WORK INSTRUCTION:
For this exercise, return exactly the lines of the material below that begin at the one with "Note: point out the weathered" and stop after the one with "of the braided".

GIVEN ENTRIES:
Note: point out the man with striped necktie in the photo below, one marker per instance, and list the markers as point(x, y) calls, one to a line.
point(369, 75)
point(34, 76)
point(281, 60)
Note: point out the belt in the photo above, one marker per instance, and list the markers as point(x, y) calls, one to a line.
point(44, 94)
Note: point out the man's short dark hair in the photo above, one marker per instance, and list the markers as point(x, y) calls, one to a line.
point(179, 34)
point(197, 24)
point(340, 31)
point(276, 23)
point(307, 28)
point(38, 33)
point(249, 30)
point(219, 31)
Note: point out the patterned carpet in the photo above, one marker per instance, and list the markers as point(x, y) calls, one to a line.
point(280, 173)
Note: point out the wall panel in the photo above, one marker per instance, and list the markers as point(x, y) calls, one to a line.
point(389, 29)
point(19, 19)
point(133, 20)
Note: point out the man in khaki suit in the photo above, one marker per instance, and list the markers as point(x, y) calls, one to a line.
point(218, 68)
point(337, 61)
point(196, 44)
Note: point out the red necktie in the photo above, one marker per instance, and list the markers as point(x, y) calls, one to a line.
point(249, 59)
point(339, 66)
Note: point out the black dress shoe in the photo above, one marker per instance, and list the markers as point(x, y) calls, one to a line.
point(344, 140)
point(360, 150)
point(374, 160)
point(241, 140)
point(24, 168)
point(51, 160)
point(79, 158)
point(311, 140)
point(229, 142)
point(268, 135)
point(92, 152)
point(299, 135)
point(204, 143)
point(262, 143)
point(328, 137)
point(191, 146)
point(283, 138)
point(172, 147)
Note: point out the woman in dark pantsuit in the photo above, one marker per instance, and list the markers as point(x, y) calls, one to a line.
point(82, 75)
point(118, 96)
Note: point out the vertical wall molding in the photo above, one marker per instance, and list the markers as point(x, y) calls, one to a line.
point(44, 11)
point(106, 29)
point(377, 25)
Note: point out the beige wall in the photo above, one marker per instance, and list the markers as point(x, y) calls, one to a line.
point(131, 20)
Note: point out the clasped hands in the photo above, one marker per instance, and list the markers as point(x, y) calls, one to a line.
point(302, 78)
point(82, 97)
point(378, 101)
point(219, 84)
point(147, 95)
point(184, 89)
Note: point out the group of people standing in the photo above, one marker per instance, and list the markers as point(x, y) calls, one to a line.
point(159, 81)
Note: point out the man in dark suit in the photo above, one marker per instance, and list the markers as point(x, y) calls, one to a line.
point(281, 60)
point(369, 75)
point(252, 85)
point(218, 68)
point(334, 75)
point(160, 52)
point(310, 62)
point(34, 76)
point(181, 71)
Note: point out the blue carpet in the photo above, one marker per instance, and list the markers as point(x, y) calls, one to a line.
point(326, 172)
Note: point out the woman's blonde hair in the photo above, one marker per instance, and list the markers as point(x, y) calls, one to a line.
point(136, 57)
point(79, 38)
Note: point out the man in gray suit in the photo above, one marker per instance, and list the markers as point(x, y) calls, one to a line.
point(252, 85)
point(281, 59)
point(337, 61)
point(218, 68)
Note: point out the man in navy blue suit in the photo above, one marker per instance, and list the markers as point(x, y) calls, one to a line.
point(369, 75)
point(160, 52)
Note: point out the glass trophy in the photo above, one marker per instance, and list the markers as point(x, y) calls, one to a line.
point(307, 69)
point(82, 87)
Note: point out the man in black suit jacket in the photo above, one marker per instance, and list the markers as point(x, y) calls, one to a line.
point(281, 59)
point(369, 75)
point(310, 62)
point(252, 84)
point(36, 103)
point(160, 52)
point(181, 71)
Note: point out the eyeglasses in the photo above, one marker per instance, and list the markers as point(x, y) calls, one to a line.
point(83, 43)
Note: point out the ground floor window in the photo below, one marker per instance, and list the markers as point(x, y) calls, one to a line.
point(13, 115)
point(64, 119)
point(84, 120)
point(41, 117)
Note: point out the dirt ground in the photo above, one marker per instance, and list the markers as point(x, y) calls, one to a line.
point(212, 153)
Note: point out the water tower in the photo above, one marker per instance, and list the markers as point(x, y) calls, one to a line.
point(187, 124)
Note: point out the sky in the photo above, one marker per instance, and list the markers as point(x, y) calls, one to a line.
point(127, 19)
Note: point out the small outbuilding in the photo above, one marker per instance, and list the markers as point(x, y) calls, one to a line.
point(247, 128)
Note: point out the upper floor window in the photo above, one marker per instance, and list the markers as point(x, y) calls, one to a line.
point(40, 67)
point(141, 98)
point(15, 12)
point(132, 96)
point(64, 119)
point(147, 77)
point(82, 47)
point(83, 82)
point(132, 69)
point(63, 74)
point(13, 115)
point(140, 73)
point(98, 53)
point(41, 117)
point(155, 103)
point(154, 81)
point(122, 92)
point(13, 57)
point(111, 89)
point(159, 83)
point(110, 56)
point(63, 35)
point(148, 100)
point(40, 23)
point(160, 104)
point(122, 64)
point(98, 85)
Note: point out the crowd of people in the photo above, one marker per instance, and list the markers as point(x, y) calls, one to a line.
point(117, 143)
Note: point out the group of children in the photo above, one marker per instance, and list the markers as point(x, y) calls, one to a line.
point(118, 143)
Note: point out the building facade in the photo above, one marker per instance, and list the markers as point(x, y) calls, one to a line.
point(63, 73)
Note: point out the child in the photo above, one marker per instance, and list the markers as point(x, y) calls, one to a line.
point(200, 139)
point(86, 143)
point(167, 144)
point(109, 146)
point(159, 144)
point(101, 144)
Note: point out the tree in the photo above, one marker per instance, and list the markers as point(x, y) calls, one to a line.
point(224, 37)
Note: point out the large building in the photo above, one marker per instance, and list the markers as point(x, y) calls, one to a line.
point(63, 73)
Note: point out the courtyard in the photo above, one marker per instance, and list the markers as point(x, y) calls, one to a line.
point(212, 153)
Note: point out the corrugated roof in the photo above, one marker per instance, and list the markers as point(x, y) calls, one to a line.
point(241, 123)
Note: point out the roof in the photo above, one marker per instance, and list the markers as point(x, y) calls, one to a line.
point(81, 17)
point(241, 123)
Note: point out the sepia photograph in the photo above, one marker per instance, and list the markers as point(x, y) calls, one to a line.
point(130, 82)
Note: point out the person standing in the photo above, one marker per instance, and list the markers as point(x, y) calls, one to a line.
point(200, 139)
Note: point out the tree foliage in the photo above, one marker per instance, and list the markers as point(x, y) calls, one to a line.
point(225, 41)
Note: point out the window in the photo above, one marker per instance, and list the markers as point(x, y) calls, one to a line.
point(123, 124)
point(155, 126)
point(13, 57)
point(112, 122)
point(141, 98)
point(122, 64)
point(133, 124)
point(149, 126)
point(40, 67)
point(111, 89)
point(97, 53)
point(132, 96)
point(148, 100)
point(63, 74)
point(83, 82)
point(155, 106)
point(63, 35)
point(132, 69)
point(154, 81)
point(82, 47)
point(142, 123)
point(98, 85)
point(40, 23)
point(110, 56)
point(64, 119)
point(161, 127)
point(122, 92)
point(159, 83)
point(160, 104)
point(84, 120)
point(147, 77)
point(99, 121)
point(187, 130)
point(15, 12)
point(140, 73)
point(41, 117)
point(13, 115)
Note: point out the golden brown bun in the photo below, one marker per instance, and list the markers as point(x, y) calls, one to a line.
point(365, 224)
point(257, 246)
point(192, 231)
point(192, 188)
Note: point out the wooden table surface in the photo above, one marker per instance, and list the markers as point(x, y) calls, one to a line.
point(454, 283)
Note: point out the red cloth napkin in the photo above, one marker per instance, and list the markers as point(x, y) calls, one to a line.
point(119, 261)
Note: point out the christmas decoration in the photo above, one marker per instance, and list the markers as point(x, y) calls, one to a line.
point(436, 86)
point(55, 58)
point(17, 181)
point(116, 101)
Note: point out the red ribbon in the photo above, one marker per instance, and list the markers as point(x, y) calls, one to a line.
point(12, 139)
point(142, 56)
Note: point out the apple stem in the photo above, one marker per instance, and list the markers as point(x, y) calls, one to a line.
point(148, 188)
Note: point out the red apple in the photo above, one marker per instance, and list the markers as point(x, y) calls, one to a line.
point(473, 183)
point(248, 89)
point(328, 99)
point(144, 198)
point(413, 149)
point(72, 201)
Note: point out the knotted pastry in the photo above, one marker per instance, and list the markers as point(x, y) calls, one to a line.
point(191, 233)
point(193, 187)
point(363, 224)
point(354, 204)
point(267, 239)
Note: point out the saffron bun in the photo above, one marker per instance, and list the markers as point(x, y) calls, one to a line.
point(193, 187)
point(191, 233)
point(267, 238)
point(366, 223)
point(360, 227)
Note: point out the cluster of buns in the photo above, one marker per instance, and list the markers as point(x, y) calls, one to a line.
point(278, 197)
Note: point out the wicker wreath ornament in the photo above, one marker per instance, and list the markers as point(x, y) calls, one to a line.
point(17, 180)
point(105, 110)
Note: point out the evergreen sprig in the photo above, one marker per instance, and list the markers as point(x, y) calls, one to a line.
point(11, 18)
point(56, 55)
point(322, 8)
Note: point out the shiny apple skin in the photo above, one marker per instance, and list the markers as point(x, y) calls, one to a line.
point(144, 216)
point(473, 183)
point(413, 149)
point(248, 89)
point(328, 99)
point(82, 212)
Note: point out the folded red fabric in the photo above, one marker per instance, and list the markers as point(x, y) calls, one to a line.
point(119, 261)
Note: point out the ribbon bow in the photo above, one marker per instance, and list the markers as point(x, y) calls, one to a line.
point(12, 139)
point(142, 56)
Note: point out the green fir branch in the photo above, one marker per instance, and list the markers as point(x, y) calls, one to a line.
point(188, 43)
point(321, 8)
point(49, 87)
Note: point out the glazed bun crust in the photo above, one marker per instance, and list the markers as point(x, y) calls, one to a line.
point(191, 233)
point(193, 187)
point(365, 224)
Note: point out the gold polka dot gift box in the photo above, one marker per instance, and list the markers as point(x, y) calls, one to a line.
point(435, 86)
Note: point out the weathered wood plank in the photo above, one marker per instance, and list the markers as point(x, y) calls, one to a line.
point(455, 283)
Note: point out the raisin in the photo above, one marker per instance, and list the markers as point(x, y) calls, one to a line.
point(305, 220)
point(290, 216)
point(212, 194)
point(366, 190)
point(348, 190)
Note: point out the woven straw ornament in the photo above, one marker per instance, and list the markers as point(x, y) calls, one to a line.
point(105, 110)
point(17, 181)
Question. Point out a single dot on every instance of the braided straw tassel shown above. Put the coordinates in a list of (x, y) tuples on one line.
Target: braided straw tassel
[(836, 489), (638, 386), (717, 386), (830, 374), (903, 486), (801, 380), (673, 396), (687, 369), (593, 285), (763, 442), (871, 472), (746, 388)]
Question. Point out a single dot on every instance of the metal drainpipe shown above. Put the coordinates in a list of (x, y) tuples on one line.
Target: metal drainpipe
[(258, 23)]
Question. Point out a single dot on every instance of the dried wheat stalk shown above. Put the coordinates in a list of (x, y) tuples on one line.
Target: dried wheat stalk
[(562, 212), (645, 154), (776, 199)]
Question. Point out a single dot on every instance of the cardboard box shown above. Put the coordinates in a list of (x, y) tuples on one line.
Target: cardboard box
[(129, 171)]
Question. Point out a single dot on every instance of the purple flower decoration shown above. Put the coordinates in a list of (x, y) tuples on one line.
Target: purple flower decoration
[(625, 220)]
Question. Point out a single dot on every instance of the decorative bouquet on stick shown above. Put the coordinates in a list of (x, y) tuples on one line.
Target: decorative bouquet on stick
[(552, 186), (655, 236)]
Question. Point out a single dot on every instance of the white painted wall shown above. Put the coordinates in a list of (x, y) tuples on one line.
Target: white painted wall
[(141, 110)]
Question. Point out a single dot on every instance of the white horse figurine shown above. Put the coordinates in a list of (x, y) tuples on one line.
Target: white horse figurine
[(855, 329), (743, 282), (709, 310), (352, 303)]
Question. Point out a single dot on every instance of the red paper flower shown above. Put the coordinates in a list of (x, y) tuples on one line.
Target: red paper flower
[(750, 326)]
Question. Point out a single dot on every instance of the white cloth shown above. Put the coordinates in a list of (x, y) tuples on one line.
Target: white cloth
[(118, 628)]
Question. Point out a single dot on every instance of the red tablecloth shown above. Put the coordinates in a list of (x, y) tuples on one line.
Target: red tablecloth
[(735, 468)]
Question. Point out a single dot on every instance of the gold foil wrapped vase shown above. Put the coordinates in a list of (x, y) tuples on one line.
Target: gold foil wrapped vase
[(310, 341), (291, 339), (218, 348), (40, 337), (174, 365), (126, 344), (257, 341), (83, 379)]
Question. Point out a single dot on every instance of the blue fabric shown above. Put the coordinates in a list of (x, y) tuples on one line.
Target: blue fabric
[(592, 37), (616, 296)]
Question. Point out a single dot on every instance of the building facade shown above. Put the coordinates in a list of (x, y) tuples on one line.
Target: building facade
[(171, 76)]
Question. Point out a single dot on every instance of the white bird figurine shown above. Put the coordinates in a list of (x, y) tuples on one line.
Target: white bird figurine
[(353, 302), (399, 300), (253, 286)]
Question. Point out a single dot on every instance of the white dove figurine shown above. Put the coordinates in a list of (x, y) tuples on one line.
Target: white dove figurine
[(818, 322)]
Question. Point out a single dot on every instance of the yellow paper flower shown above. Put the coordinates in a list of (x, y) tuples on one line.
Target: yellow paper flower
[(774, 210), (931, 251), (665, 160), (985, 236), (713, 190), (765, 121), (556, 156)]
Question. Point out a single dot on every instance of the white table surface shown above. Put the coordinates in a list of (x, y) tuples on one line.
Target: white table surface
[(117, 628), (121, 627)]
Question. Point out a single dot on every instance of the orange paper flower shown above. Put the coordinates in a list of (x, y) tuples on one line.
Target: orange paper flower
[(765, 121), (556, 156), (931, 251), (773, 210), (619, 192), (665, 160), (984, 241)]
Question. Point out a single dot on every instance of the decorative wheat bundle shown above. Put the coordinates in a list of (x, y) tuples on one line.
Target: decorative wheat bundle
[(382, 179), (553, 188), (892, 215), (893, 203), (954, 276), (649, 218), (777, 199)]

TASK ANSWER:
Note: point out the weathered wood plank in the photo above, one marker per instance, and list the markers as point(x, y) calls, one to a line.
point(455, 283)
Note: point out the raisin in the photo above, one marker per instance, and list the markers as point(x, y) calls, one to a line.
point(305, 220)
point(290, 216)
point(212, 194)
point(366, 190)
point(348, 190)
Note: point out the woven straw ornament in the photo above, one marker per instance, and list the markers as point(x, y) calls, one to a line.
point(105, 110)
point(17, 181)
Question. Point out a single dot on every instance of the braided straw tassel shown above. Put the coordinates in a list of (x, y) tuples on one line.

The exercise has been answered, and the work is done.